PERINTAH TUGAS A: Salin tanpa perubahan bagian teks tentang upacara kematian Suku Banjar di bawah, mulai dari kata-kata yang memuat "Contohnya, apabila ada" dan berhenti setelah "14 jam kepergiannya.".

KUTIPAN DOKUMEN:
▬▬▬

Bismillaahirrahmaanirrahiim
Assalamu'alaikum warrahmatullaah...
Pada artikel kali ini sesuai judulnya saya akan membahas tentang upacara adat tentang kematian yang terjadi di kalimantan selatan yang dilakukan oleh Suku Banjar. Menurut saya sesuai dengan sumber yang saya baca, perlakuan Suku Banjar kepada kerabat mereka yang sudah meninggal sangat mirip sekali dengan yang dilakukan umat islam. Hanya saja ada beberapa kegiatan tambahan yang dilakukan akibat dari pengaruh adat.
Contohnya, apabila ada orang yang meninggal maka masyarakat sekitar akan membantu prosesi kematiannya. Setiap keluarga sekitar mengirim perwakilan, seorang gadis untuk membawa sejumlah beras, dan seorang pria untuk membantu proses penguburan serta mencari kayu bakar untuk masak-memasak. Lalu, sebelum kerabat keluarga datang maka mayat tidak akan dikubur, kecuali kerabatnya belum datang juga setelah 14 jam kepergiannya.
Berikut adalah proses upacara kematian Suku Banjar:
1. Memandikan Mayat
Orang-orang yang dipilih oleh warga sekitar yang hendak memandikan mayat biasanya adalah para ahli agama (ulama) yang jumlahnya (biasanya) ganjil (bisa 3 orang, bisa 5 orang, atau 7 orang). Dari jumlah itu ada yang disebut sebagai mirandu (ahli waris) yang dalam pemandian bertugas membersihkan dubur dan kemaluan mayat. Sebelum mayat dimandikan, ia dibaringkan di atas batang pohon pisang. Kemudian, mayat diwudlukan (seperti orang yang akan sholat), selanjutnya disiram dengan air sabun sejumlah tiga kali, lalu dengan air yang dicampur dengan kapur barus sejumlah tiga kali, dan akhirnya disiram dengan air bersih, juga sejumlah tiga kali. Setelah itu, mayat dilapisi dengan kain putih (tiga lapis). Selanjutnya, bagian-bagian tertentu, seperti: muka, tapak tangan, dan kemaluan ditutup dengan kapas yang telah ditetesi dengan minyak cendana. Sebagai catatan, sebelum muka mayat ditutup dengan kain kafan (kain putih), para keluarganya diberi kesempatan untuk melihat yang terakhir kalinya.

▬▬▬

DAFTAR UNTUK DIPROSES:
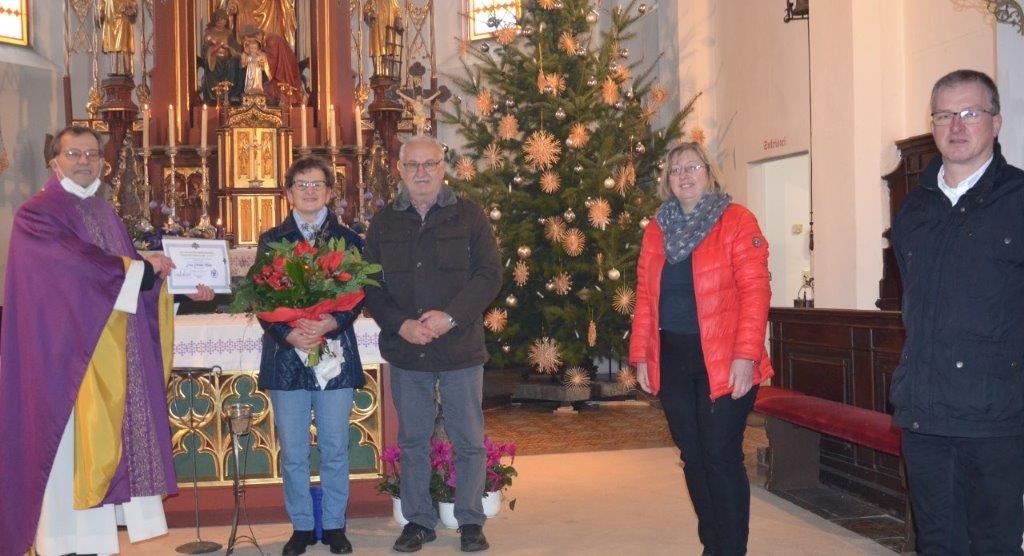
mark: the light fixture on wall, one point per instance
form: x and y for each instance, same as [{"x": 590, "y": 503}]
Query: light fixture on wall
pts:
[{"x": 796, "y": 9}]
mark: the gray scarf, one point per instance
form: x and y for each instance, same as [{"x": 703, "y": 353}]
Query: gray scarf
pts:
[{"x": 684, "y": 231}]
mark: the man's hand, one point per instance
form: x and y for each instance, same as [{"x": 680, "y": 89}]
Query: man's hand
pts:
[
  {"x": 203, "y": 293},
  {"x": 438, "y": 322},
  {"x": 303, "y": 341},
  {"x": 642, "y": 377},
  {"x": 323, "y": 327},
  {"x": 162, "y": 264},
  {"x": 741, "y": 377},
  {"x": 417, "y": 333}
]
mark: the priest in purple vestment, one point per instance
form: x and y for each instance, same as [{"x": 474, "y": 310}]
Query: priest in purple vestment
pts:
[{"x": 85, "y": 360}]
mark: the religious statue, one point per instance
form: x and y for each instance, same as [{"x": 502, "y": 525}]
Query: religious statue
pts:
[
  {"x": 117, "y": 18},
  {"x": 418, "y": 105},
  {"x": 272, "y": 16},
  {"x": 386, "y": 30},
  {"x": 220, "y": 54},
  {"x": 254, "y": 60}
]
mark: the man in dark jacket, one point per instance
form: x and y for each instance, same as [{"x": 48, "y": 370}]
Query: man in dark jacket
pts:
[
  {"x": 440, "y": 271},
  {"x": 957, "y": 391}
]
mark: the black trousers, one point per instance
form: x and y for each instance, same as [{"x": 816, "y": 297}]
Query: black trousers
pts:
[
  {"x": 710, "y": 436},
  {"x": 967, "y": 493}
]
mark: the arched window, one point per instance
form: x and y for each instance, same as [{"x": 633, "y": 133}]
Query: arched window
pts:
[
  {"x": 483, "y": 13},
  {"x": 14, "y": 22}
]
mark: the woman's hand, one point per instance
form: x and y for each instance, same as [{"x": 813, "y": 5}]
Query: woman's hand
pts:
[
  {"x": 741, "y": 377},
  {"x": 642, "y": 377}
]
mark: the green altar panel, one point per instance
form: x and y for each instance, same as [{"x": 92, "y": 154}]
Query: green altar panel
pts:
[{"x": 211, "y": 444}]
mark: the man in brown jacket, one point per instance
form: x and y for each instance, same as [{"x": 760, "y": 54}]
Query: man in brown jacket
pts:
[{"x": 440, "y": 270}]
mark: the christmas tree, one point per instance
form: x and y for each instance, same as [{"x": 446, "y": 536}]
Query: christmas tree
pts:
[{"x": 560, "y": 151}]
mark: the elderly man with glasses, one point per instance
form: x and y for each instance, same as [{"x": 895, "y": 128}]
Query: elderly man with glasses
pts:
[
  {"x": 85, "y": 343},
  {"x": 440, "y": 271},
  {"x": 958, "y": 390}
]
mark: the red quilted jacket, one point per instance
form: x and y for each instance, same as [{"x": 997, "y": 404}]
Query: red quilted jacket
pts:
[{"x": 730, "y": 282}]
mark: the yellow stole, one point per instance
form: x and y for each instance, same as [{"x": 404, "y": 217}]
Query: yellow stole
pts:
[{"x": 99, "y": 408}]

▬▬▬

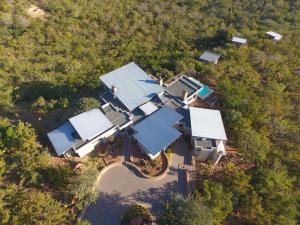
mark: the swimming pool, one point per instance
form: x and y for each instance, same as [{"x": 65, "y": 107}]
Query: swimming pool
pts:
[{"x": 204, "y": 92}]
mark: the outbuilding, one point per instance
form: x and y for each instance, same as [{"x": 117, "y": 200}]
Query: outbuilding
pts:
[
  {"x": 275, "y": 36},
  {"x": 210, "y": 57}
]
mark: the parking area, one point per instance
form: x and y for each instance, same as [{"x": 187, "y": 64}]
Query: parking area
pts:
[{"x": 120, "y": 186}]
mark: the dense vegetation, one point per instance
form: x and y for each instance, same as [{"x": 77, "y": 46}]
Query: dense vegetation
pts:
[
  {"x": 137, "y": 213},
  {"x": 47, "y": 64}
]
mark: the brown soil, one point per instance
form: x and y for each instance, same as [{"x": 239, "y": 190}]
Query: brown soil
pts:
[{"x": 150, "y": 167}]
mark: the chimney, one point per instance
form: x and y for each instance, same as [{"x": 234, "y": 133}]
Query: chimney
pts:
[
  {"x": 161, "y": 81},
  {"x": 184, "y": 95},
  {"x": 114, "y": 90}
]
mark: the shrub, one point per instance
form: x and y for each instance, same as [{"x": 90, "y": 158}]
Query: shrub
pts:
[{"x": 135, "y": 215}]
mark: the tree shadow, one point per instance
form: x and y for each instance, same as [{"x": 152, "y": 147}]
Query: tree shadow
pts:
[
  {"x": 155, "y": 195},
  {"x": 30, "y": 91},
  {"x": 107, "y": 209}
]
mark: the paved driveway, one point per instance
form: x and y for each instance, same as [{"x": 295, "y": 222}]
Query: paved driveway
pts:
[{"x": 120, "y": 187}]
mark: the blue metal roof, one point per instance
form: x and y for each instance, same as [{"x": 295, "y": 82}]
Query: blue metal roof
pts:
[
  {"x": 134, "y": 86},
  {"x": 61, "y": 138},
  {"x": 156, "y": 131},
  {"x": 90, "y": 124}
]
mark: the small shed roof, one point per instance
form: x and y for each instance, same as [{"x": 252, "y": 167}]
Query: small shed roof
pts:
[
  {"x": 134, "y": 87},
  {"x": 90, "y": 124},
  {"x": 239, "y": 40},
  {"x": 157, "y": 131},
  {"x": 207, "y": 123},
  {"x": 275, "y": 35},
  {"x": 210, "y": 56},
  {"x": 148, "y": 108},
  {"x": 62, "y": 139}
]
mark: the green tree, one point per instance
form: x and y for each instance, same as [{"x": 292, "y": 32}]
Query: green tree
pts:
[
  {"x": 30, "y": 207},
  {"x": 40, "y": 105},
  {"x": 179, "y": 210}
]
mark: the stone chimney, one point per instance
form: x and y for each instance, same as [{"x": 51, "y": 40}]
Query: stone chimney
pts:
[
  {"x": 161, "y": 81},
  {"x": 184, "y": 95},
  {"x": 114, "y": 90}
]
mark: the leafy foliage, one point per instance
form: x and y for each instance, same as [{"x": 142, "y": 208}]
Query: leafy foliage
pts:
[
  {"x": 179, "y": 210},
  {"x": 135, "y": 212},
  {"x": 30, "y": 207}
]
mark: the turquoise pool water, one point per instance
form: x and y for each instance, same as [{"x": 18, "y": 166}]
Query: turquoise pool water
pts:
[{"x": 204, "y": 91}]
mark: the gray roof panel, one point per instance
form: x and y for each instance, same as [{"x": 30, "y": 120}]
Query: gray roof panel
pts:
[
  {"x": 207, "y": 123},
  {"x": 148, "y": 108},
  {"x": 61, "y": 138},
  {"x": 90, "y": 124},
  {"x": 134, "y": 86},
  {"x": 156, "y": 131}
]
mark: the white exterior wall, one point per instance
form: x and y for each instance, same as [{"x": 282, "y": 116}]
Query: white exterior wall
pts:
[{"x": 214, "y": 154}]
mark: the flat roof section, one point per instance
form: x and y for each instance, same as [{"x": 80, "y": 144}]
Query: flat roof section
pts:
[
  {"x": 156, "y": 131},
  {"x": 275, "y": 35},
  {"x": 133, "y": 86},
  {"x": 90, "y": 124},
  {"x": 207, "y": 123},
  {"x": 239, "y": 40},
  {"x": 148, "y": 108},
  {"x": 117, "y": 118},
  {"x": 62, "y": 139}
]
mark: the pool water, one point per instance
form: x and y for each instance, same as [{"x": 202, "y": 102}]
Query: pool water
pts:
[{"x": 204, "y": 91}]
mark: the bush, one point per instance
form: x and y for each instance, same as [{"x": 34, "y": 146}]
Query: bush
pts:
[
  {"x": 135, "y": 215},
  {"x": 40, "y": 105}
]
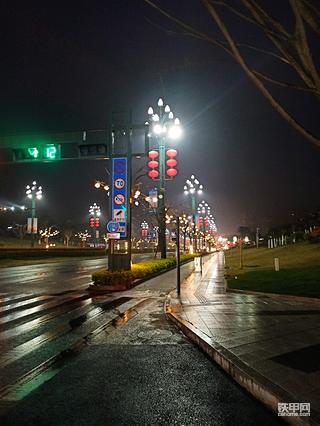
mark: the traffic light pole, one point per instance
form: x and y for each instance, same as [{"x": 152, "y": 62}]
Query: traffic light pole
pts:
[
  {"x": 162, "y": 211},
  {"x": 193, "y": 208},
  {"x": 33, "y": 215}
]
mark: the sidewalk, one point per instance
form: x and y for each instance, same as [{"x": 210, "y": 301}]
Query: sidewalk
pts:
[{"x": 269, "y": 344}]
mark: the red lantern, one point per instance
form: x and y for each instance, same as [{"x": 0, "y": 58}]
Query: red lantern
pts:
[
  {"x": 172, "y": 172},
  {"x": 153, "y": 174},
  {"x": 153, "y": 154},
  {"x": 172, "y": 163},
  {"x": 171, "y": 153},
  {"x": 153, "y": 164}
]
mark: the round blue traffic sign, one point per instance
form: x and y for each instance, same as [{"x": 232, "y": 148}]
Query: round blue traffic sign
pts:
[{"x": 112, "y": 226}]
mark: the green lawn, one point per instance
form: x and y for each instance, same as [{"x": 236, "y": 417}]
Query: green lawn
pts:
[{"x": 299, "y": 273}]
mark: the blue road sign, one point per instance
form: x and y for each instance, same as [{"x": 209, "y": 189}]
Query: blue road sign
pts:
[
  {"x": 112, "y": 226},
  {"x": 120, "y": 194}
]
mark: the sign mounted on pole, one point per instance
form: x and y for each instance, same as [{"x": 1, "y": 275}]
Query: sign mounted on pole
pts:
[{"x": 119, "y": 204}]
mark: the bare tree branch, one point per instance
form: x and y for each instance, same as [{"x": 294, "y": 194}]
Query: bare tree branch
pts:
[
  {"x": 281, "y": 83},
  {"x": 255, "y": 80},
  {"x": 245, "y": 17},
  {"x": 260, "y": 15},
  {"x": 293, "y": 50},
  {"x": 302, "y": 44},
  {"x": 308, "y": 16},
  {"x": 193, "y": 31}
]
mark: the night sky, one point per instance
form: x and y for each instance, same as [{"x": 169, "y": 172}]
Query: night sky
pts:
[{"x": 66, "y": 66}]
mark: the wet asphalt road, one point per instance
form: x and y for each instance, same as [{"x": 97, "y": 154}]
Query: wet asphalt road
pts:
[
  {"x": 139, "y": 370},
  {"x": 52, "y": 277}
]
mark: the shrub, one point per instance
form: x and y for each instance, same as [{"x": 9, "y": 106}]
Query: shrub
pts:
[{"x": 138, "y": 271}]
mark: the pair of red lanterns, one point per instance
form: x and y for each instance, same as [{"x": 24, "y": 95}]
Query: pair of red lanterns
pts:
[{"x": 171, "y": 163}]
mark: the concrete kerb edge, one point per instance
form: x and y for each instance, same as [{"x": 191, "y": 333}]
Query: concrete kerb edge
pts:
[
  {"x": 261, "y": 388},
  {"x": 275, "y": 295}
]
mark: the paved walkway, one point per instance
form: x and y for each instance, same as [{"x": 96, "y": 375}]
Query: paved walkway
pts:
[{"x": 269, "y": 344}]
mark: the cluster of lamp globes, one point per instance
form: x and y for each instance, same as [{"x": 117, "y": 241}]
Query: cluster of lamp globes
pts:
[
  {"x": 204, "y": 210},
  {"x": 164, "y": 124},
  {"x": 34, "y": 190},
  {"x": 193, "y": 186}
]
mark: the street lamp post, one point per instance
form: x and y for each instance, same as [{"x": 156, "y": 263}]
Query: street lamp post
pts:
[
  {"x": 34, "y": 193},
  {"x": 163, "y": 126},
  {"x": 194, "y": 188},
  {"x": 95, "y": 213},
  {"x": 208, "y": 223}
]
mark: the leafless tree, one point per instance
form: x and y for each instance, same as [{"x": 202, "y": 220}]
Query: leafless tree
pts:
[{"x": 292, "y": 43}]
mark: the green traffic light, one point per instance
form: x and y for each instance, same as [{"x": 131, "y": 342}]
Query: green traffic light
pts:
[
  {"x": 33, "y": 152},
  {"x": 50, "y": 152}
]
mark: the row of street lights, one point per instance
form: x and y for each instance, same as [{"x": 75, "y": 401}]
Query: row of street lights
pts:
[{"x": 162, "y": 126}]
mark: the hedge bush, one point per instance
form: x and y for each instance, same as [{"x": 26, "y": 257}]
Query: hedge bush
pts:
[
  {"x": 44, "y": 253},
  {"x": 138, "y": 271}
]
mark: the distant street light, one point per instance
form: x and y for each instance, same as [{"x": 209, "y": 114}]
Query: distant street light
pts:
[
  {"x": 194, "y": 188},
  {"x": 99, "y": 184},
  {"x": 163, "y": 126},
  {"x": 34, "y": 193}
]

▬▬▬

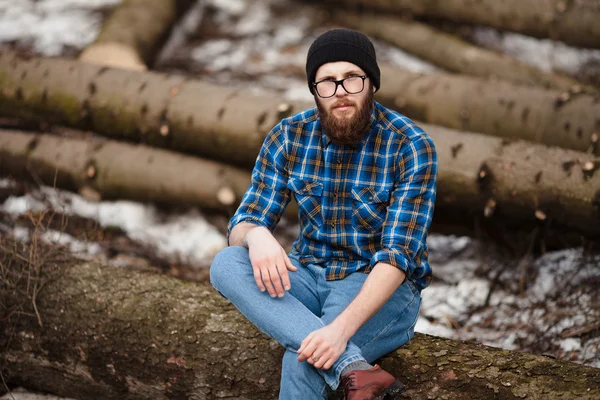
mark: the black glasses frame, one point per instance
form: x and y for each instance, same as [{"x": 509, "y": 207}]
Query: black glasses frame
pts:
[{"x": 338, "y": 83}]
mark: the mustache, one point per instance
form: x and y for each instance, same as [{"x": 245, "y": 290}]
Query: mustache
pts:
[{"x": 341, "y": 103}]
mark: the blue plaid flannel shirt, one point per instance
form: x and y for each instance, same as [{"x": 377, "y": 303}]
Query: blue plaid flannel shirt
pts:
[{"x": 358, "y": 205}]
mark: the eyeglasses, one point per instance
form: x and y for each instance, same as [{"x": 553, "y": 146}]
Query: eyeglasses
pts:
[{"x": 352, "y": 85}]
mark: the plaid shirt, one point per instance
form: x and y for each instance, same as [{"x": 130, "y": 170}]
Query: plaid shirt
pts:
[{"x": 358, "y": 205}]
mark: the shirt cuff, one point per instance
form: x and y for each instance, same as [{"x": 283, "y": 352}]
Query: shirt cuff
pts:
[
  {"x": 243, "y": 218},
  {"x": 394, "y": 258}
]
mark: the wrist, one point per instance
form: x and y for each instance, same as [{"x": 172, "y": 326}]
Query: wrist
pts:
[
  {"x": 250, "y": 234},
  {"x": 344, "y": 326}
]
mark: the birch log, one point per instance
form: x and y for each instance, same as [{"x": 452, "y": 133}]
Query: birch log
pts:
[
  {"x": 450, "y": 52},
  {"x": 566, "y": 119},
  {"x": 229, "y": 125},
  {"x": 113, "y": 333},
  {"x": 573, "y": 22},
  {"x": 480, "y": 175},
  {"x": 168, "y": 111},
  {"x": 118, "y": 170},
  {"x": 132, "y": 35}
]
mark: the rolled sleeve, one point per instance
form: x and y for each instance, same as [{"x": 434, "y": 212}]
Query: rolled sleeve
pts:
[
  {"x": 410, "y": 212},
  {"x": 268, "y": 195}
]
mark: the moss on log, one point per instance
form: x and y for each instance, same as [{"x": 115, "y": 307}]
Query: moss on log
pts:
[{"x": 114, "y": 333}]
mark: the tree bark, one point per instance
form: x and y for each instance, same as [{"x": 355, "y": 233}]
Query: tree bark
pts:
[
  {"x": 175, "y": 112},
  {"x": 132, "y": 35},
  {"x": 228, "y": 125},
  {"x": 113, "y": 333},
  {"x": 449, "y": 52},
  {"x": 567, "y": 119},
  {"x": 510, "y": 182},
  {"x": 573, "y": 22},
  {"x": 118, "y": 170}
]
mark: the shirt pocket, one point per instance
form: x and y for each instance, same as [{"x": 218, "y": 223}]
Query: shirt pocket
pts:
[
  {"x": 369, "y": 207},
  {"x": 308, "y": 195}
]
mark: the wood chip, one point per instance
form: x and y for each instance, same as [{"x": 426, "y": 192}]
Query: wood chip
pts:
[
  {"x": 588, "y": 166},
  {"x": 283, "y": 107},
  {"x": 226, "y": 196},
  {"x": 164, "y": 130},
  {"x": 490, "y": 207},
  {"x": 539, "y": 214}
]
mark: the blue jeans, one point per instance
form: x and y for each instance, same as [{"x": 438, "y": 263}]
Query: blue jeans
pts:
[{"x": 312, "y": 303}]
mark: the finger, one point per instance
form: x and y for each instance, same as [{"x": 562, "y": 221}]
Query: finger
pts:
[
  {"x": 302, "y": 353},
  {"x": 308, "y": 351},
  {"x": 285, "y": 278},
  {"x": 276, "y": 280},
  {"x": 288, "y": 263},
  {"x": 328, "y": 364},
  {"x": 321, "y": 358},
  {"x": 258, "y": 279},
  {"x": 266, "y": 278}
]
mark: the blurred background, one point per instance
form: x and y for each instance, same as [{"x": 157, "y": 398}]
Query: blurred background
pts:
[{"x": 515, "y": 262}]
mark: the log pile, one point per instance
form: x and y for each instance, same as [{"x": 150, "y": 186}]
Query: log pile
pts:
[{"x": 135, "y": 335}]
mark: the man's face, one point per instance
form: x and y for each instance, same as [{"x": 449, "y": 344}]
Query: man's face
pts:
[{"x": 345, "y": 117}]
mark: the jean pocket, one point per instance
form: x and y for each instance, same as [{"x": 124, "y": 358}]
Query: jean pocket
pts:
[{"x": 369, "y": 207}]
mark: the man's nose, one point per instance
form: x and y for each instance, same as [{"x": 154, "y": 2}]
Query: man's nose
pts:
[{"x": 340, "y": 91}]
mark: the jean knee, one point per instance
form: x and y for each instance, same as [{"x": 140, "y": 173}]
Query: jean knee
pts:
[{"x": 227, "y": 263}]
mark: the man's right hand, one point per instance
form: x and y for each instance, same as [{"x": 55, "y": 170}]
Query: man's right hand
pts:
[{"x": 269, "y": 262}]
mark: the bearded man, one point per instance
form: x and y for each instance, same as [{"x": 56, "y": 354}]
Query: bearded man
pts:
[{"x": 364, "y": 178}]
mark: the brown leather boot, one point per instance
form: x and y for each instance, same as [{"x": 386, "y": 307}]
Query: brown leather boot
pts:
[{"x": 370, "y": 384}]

▬▬▬

PERINTAH TUGAS B: Tolong kumpulkan setiap baris dalam daftar di atas yang memuat kata "stole".

JAWABAN AKHIR A:
Contohnya, apabila ada orang yang meninggal maka masyarakat sekitar akan membantu prosesi kematiannya. Setiap keluarga sekitar mengirim perwakilan, seorang gadis untuk membawa sejumlah beras, dan seorang pria untuk membantu proses penguburan serta mencari kayu bakar untuk masak-memasak. Lalu, sebelum kerabat keluarga datang maka mayat tidak akan dikubur, kecuali kerabatnya belum datang juga setelah 14 jam kepergiannya.

JAWABAN AKHIR B:
mark: the yellow stole, one point per instance
Query: yellow stole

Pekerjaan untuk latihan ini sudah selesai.